→ **Tarefa 1**
Segundo a fonte sobre indenizações na Justiça do Trabalho, em que cidade fica a fábrica da Tesla onde Melvin Berry trabalhava?

→ **Fonte**
◆ ◆ ◆ ◆ ◆ ◆ ◆
Indenizações pífias exemplificam prostração crescente da Justiça do Trabalho em face do poder econômico

Crédito: Pixabay

Melvin Berry, negro, 43 anos, com formação universitária, foi contratado para trabalhar na fábrica de automóveis elétricos da Tesla em Freemont, Califórnia, onde era diretamente subordinado a um supervisor branco, de 23 anos, com formação educacional limitada ao ensino médio. Durante a vigência da relação de emprego, Berry foi seguidamente tratado com termos abertamente racistas pela sua chefia. Apesar de ter reclamado da conduta de seus superiores, nada foi feito e, devido ao ambiente agressivo no trabalho, pediu demissão e precisou passar por atendimento psicológico.

Um operário negro do Rio Grande do Sul, cuja identidade permanece em sigilo processual, trabalhava no setor de pintura na unidade de Gravataí da General Motors, e era alvo constante de piadas racistas feitas diante de seus companheiros pelo seu chefe imediato. Depois de muitas reclamações, o seu supervisor foi retirado da função e despedido “sem justa causa”. A empresa tratou o caso como um “fato isolado”.

Ambos os trabalhadores contrataram advogados para pedir uma reparação por danos morais, em razão do assédio moral racista a que foram submetidos.

O americano havia assinado no ato da contratação um compromisso arbitral, tática que vem sendo muito usada pelas empresas americanas para evitar processos judiciais, depois que a Suprema Corte, em decisão muito criticada, julgada em linhas ideológicas por maioria estreita de cinco a quatro, chancelou a arbitragem nas relações de trabalho, no julgamento do caso Epic Systems Corp. v. Lewis (2019).
◆ ◆ ◆ ◆ ◆ ◆ ◆
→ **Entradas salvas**
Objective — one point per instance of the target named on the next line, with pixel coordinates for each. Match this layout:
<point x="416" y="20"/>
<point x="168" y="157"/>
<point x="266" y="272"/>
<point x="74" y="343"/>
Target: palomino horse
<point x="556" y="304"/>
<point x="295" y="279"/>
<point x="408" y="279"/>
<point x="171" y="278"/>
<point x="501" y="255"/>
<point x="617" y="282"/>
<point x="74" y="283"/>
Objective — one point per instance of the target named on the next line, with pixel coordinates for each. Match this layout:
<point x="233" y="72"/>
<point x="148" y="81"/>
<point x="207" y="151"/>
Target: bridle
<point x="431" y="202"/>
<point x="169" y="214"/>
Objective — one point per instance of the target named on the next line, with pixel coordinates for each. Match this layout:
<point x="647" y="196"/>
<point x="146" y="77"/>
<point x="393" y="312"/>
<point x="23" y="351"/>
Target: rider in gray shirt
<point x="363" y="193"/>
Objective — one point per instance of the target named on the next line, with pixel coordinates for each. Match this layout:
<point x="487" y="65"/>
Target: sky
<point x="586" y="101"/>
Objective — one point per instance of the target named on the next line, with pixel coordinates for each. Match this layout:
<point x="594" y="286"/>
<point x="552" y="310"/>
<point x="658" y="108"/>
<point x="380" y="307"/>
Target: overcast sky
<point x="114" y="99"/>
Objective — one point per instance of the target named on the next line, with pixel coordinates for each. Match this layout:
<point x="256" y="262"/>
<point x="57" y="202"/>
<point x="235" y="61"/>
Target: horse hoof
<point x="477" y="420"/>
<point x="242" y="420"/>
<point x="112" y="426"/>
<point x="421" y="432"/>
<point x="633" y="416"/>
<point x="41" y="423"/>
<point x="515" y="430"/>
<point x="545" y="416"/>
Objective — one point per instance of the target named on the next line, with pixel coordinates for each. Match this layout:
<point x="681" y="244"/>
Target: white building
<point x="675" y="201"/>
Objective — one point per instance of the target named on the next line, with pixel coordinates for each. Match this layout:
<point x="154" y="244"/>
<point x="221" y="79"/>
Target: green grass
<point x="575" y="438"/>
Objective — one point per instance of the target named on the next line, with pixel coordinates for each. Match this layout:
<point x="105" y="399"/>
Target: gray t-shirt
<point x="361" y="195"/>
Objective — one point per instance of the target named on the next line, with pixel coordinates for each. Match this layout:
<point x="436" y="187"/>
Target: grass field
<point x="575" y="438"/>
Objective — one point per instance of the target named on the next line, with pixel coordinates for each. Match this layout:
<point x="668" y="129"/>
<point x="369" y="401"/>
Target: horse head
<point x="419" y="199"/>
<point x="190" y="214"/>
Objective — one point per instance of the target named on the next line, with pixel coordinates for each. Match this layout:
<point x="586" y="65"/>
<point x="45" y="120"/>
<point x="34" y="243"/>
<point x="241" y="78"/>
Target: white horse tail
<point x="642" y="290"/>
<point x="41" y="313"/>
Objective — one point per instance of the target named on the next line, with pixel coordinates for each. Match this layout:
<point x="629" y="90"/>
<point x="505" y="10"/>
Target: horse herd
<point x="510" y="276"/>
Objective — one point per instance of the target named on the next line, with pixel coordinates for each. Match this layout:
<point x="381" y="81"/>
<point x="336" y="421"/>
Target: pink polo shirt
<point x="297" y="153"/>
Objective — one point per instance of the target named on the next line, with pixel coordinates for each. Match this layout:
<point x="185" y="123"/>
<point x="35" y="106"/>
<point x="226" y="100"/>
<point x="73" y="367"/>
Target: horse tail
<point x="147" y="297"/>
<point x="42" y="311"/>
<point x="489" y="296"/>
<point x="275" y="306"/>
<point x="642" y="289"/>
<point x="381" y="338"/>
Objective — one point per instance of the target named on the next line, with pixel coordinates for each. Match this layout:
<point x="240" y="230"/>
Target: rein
◆ ◆ ◆ ◆ ◆ ◆ ◆
→ **Tarefa 2**
Conte quantas linhas das entradas contêm a palavra "tail", diferenciando maiúsculas de minúsculas, e responda só com o número.

→ **Resposta completa 1**
Em Freemont, na Califórnia.

→ **Resposta completa 2**
2